_Exercise description:_ Copy out exactly the lines from the one containing "Target: wooden deck board" to the end of the records below, both included, and nothing else.

%%

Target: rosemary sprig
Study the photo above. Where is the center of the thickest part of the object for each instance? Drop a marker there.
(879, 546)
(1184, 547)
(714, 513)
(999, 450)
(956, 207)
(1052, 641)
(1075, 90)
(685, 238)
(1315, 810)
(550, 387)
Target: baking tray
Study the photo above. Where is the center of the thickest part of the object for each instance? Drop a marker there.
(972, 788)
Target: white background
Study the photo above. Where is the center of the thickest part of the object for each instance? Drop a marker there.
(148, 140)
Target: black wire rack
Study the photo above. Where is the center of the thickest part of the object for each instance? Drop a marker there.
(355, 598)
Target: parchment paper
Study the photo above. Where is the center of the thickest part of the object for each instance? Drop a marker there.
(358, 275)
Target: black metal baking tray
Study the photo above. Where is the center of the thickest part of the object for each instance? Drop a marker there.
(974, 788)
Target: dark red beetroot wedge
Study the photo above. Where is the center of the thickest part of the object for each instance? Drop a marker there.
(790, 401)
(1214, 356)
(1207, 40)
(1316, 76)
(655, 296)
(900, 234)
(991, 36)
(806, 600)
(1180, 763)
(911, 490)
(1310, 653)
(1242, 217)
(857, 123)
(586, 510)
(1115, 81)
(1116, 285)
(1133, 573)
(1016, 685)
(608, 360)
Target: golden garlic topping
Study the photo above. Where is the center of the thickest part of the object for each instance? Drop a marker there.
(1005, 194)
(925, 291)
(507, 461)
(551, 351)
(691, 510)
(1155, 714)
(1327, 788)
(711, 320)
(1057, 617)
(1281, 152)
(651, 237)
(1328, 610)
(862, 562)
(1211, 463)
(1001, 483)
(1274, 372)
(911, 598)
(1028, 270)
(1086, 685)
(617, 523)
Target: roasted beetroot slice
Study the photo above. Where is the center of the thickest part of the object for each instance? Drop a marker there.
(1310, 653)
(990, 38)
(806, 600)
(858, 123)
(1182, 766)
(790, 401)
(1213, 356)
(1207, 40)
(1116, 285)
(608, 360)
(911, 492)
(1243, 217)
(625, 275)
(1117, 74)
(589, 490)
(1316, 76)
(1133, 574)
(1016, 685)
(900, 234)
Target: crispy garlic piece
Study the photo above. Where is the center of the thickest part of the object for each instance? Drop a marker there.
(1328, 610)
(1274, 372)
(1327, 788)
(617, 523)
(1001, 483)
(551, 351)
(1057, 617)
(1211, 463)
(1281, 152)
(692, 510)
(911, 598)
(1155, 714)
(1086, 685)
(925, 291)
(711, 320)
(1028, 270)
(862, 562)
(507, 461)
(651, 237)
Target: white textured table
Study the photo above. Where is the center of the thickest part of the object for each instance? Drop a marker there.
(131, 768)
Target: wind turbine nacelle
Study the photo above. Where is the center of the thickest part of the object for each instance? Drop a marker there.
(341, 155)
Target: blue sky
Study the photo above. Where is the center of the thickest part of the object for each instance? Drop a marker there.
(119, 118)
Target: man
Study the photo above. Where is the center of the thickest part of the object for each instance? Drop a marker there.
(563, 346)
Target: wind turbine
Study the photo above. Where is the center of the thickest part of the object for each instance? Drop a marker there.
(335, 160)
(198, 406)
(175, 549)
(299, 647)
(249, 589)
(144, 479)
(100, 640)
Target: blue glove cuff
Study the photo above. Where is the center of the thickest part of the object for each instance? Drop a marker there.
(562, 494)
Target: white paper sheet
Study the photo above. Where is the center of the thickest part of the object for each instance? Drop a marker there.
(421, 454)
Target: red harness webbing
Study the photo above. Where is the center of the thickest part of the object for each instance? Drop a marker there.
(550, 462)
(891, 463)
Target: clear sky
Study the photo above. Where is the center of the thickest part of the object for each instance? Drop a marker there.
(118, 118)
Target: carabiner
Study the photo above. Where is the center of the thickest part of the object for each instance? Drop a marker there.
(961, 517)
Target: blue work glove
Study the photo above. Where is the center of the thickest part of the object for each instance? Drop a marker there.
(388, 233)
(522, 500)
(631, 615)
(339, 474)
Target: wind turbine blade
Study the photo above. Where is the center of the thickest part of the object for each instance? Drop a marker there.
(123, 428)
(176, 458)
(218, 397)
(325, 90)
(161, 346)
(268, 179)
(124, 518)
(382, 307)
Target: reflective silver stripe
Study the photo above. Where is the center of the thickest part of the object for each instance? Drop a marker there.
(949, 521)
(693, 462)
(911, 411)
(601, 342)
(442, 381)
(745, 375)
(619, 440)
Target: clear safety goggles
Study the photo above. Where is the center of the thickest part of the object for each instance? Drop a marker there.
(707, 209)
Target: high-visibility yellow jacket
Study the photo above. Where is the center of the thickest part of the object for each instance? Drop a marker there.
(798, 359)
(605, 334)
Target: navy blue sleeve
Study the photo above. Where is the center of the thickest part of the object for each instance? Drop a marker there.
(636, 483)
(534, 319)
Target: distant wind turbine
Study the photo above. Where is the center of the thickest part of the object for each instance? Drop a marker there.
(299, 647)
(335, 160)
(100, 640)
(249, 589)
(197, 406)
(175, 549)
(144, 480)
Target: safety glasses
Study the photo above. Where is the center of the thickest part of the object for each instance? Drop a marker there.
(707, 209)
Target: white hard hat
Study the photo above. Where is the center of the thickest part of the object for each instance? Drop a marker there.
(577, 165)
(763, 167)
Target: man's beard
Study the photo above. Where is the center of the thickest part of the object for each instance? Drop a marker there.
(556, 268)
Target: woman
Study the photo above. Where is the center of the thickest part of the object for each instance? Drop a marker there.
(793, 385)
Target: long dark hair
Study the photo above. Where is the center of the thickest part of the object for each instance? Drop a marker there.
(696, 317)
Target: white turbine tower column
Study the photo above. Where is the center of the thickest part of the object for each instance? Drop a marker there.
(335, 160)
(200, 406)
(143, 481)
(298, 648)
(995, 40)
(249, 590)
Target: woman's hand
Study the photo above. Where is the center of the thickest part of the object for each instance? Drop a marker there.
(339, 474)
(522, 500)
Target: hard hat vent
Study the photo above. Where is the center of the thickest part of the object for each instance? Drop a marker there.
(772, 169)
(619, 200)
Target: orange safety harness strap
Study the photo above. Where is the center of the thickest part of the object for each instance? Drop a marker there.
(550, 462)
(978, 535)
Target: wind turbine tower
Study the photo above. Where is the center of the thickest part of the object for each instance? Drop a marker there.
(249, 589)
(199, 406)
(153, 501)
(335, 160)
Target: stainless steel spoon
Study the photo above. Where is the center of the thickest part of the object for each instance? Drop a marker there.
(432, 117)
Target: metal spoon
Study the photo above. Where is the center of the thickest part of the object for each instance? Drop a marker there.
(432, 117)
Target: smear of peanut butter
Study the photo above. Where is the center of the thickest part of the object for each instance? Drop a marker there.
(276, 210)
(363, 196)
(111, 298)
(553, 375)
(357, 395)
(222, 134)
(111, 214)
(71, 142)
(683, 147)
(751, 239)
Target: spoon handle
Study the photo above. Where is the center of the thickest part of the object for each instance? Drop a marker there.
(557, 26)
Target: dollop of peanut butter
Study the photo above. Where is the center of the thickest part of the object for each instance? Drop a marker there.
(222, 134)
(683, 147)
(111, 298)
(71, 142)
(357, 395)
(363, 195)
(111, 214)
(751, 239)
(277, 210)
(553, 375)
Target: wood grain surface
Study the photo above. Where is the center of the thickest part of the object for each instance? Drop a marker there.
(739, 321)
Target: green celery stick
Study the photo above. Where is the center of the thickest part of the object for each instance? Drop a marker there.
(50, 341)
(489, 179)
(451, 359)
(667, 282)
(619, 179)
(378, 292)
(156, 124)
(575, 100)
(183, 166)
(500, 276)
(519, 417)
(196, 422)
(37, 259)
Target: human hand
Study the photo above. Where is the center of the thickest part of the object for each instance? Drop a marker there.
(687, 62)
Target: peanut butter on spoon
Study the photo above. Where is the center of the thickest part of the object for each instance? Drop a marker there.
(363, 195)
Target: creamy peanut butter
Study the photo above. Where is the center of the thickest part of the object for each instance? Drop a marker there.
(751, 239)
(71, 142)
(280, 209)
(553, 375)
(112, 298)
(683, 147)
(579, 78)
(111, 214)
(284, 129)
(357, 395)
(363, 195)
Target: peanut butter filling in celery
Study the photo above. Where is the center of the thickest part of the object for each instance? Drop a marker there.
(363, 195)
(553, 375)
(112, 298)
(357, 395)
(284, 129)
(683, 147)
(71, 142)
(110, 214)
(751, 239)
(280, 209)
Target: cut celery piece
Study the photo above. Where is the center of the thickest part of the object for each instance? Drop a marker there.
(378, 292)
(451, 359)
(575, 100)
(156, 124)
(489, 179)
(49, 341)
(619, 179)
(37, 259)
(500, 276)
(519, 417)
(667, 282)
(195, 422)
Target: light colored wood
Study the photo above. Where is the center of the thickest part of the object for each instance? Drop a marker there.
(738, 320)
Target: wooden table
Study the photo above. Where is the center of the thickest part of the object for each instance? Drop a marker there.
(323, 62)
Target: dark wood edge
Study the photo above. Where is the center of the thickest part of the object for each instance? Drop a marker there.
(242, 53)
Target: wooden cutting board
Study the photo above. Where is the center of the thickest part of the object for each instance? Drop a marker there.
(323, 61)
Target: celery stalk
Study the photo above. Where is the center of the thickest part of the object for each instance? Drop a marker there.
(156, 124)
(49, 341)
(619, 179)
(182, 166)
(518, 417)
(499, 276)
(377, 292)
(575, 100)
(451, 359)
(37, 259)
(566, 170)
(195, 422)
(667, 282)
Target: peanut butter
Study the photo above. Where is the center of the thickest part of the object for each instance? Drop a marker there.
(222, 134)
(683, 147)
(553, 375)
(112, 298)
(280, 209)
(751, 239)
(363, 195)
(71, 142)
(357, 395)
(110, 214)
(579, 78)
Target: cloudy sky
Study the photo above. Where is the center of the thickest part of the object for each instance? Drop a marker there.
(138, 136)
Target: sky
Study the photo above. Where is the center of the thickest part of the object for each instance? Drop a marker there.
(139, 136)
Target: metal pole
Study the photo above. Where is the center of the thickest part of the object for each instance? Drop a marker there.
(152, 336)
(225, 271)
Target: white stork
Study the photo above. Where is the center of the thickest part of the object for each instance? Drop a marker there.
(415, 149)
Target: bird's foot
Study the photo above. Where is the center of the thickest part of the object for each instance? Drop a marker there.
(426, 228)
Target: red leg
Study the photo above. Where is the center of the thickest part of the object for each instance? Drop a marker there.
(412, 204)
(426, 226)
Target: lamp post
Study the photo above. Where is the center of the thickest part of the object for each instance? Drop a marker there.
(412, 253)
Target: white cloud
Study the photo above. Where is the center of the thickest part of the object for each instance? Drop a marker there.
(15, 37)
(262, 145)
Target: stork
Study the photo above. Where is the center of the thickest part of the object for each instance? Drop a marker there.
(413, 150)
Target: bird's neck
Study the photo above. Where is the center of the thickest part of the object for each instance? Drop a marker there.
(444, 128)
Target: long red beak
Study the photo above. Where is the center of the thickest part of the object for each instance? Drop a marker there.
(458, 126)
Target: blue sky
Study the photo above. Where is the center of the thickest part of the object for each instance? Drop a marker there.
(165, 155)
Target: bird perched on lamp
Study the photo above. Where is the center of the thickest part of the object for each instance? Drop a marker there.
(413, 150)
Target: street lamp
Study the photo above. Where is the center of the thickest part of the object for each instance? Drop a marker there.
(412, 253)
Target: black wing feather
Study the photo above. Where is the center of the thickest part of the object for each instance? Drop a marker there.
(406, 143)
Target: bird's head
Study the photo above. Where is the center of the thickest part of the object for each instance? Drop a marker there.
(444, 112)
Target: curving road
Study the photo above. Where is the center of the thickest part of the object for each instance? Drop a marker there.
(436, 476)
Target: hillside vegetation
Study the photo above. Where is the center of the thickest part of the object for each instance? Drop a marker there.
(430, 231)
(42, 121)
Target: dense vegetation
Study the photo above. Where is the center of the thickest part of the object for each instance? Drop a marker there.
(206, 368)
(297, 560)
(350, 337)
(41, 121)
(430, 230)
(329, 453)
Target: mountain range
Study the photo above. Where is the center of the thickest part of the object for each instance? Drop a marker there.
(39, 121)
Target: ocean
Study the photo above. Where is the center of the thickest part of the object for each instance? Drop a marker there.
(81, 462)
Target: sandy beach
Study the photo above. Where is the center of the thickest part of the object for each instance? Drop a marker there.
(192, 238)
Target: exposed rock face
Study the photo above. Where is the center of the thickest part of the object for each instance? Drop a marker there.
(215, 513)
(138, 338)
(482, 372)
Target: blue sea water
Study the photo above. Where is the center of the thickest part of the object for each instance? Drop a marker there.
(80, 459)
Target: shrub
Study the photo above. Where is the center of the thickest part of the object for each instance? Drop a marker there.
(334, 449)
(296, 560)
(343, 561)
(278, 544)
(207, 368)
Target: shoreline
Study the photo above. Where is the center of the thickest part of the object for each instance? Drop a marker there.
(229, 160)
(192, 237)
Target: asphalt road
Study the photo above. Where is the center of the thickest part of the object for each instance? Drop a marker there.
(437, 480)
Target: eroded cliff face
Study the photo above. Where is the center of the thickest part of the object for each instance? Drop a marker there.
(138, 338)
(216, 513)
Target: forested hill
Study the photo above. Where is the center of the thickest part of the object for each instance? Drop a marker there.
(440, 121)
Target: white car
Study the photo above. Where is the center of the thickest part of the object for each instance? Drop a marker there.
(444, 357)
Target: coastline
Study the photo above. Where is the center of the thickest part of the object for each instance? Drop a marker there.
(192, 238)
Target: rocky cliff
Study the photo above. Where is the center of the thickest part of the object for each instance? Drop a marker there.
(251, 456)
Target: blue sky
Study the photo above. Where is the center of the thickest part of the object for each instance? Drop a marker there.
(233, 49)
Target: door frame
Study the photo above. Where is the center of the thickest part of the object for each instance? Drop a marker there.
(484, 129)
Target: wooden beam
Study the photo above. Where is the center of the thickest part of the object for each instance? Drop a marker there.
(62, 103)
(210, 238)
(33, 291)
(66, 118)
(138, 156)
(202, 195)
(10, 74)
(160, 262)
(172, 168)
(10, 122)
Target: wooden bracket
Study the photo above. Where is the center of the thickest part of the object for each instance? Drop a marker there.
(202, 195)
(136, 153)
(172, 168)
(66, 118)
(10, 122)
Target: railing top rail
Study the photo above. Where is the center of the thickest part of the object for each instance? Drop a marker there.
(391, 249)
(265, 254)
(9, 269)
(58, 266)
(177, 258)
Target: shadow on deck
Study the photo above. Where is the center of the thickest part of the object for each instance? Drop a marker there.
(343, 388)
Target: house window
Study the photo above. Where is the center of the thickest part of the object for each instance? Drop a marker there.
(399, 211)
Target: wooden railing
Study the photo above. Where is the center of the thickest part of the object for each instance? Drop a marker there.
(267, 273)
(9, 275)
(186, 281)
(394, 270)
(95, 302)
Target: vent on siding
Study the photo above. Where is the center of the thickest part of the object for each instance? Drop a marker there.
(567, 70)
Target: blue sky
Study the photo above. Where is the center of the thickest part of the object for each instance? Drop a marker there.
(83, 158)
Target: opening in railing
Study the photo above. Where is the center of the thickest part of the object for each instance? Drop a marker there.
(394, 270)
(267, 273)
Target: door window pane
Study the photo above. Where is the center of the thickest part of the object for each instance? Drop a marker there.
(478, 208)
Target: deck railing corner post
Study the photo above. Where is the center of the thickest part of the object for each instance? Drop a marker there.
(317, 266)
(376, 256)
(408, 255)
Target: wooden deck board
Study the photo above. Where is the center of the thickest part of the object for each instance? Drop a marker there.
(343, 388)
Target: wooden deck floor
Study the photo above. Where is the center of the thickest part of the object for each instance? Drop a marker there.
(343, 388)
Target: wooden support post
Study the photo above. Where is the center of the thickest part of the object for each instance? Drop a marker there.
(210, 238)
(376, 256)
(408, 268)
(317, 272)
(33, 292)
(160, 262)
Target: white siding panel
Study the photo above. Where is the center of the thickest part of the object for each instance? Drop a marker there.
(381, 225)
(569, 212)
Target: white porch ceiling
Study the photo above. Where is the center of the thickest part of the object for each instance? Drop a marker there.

%%

_Response:_
Target: wooden deck board
Study the photo above. Where is the center of the thickest part of the object for each instance? Drop a marker there.
(343, 388)
Target: wooden deck floor
Study the photo above. Where is the center of the thickest part of the object for each instance? Drop a marker there.
(343, 388)
Target: wooden support post
Study the photo above. Where is the center of the thickest part of the object for each instance? Drop a marker there.
(210, 238)
(376, 256)
(408, 268)
(317, 272)
(33, 292)
(160, 262)
Target: white siding panel
Study the photo above. Where is the center of the thickest part of the object for each instance? Drop a marker there.
(381, 225)
(569, 212)
Target: white porch ceiling
Study the photo above. Where is the center of the thickest part of the object for each instance? Drop a marker there.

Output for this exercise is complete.